(Point localization data)

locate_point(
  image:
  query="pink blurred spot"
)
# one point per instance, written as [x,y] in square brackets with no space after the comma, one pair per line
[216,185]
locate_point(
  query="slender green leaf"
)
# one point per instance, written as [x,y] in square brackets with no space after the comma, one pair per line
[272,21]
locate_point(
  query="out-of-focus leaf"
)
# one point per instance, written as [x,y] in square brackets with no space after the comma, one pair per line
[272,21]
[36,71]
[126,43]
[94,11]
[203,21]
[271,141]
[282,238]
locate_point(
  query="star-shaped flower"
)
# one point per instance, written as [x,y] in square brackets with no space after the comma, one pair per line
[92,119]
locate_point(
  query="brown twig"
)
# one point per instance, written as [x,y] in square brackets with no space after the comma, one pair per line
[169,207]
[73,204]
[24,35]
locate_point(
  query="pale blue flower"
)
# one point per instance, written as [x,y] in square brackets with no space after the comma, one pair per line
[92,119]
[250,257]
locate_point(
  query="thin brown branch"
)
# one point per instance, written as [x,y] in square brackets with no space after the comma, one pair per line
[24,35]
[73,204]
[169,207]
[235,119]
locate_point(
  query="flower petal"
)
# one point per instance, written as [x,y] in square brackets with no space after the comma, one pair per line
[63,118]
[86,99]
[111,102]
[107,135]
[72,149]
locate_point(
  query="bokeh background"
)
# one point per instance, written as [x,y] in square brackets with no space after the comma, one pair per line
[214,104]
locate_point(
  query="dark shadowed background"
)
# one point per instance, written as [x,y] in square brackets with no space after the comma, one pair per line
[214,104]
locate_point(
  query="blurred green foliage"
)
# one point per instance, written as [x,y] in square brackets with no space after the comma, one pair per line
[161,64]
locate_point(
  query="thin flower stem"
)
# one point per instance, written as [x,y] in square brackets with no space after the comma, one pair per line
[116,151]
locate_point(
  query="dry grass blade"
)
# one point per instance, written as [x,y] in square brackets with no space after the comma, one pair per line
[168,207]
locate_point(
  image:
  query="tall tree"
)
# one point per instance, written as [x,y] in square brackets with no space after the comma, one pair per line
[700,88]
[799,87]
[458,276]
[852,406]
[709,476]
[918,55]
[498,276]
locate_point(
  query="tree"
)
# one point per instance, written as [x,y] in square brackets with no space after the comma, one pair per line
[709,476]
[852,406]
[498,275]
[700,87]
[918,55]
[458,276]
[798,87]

Assignment ▸
Above are the records; copy each line from them that includes the string "background".

Exercise output ▸
  query="bokeh background"
  query="dark shadowed background"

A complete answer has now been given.